#### DO THIS:
Reproduce every line of the data below without changing anything.

Point-based annotation data:
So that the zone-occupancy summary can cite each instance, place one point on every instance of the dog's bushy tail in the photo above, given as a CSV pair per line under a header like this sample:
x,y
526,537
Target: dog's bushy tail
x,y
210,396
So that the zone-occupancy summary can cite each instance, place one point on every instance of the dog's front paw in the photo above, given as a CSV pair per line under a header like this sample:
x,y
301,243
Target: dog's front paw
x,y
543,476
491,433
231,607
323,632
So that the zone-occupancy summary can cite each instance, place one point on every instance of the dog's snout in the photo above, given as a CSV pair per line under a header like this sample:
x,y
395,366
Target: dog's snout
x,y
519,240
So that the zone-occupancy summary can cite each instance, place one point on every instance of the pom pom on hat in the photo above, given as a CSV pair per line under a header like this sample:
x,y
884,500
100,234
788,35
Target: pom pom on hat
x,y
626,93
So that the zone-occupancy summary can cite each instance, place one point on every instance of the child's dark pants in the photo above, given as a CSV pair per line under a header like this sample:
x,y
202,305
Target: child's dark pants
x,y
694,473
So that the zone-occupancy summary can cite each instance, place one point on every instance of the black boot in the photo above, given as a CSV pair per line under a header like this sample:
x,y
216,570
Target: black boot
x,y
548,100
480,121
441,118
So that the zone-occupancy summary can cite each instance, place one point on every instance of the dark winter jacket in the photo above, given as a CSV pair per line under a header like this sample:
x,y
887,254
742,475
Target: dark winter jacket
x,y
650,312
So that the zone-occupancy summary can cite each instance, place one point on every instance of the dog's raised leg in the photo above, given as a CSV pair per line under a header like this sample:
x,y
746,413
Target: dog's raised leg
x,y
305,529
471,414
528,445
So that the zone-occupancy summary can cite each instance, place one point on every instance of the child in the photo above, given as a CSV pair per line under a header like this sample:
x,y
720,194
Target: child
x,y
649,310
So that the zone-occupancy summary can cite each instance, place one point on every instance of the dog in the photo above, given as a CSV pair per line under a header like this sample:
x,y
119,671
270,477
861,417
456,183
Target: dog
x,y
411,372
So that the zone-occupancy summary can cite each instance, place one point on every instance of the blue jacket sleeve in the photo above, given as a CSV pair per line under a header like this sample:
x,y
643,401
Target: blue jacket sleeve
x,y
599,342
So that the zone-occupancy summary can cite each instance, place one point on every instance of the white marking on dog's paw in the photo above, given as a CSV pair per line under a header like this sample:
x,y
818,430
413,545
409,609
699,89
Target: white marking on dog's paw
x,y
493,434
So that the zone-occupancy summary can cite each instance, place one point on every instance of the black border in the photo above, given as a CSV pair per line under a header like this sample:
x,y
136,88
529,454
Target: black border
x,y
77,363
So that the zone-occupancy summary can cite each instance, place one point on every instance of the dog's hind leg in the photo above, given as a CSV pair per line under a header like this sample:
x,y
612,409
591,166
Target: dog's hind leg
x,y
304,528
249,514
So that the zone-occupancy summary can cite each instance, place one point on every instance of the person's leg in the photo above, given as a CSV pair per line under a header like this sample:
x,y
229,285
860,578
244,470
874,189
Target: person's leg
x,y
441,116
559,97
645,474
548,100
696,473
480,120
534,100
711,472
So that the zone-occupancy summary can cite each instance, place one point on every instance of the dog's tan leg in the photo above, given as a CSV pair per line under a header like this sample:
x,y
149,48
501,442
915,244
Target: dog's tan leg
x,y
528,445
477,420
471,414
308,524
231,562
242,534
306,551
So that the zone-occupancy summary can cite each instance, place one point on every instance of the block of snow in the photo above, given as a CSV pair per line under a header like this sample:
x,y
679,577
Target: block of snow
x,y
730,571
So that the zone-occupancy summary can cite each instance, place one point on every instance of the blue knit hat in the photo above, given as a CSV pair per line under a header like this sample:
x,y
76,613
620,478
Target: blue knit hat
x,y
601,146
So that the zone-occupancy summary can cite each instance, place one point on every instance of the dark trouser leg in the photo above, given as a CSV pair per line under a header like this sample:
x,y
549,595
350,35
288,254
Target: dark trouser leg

#### SOLUTION TO THIS TASK:
So that the zone-occupancy summary can cite each instance, place one point on every instance of the dog's bushy tail in the photo above, given as a CSV pair per line under a header like this sample:
x,y
526,537
Target: dog's bushy tail
x,y
210,396
So that the zone-occupancy summary can cite each instance, place one point on every instance of the dog's front paw in the photo above, given as a CSV pair per line under a header like this sample:
x,y
301,243
Target: dog's front paw
x,y
543,476
491,433
231,607
323,632
So that the zone-occupancy summary can cite each instance, place one point on every instance of the dog's snout in the photo above, given as a CSV pair per line under a header like this sample:
x,y
395,366
Target: dog's snout
x,y
519,240
So that the zone-occupancy summary can cite each instance, place one point on every instance of the pom pom on hat in the photo above, given as a CSV pair per line under a header like this sample:
x,y
884,500
100,234
788,35
Target: pom pom on hat
x,y
626,93
So that the zone-occupancy summary can cite each instance, place one point on every instance of the child's dark pants in the photo above, given as a CSV pair per line under a header like this sample:
x,y
202,305
Target: child's dark pants
x,y
694,473
So that the zone-occupancy summary can cite each instance, place one point on every instance of the black boot in the photo above, given as a CSV pair per line under a header like this sample:
x,y
216,570
Target: black boot
x,y
548,100
480,121
441,118
So that the zone-occupancy summary can cite each instance, place one point on every instance of the dark winter jacket in the photo above, given as a CSV pair per line under a header like this sample:
x,y
887,254
742,475
Target: dark winter jacket
x,y
650,312
So that the zone-occupancy summary can cite each instance, place one point on every instance of the dog's raised leg in the photo above, given as a CSV pair per line under a header like this sample:
x,y
746,413
Target: dog's raised leg
x,y
305,529
471,414
528,445
So that the zone-occupancy summary can cite each instance, place one point on every instance of the child in the photo above, given as a CSV pair per line under a header like this sample:
x,y
720,194
Target: child
x,y
649,310
So that the zone-occupancy summary can cite each instance, place one point on every instance of the dog in the photo above, given as a CSV pair per line under a header like this sample:
x,y
119,671
270,477
861,417
456,183
Target: dog
x,y
411,372
So that the zone-occupancy summary can cite each instance, place one point on every instance of the blue jacket sleeve in the photo above, given as a CSV pair per line under a header like this sample:
x,y
643,401
Target: blue jacket sleeve
x,y
599,342
So that the zone-occupancy summary can cite each instance, place one point on every instance of the white marking on dog's paw in the photo above, given as a CSV pair per line under a header like this sample:
x,y
818,430
413,545
409,609
699,89
Target: white marking on dog's paw
x,y
493,434
So that the zone-occupancy summary can cite each instance, place one point on every instance of the black border in the photo above, given as a CSV pair per line under a header like this sample:
x,y
136,88
529,454
Target: black border
x,y
77,363
So that the zone-occupancy summary can cite each instance, place one point on every instance of the dog's hind leg in the photo above, given as a CSV pair per line under a header like this sample:
x,y
612,409
591,166
Target: dog's hind leg
x,y
304,528
249,514
So that the zone-occupancy summary can cite each instance, place one point on every instance of the person's leg in the photo above, given as a CSV pair per line under a header like this sample:
x,y
229,285
860,578
244,470
874,189
Target: person's leg
x,y
441,116
559,97
645,474
548,100
696,473
480,120
534,100
711,472
So that the zone-occupancy summary can cite each instance, place one point on every instance of the dog's tan leg in the photo above, given as a CSV pair per line under a header like this sample:
x,y
149,48
501,442
915,244
Target: dog's tan leg
x,y
528,445
477,420
471,414
308,524
231,562
242,534
306,551
So that the zone-occupancy summary can cite each instance, place one point on every instance of the block of snow in the photo above, given as a CSV pair per line under a header like this sample:
x,y
679,577
Target: block of snow
x,y
730,571
So that the zone-occupancy summary can cite each instance, place one point on every instance of the blue knit hat in the photo above, given as a CSV pair per line under a header like this sample:
x,y
76,613
620,478
Target: blue knit hat
x,y
601,146
So that the zone-occupancy summary can cite each instance, place one point on every instance of the dark trouser leg in the photo above, given as a CSV pair per line under a header like this sample:
x,y
549,595
350,35
288,254
Target: dark trouser leg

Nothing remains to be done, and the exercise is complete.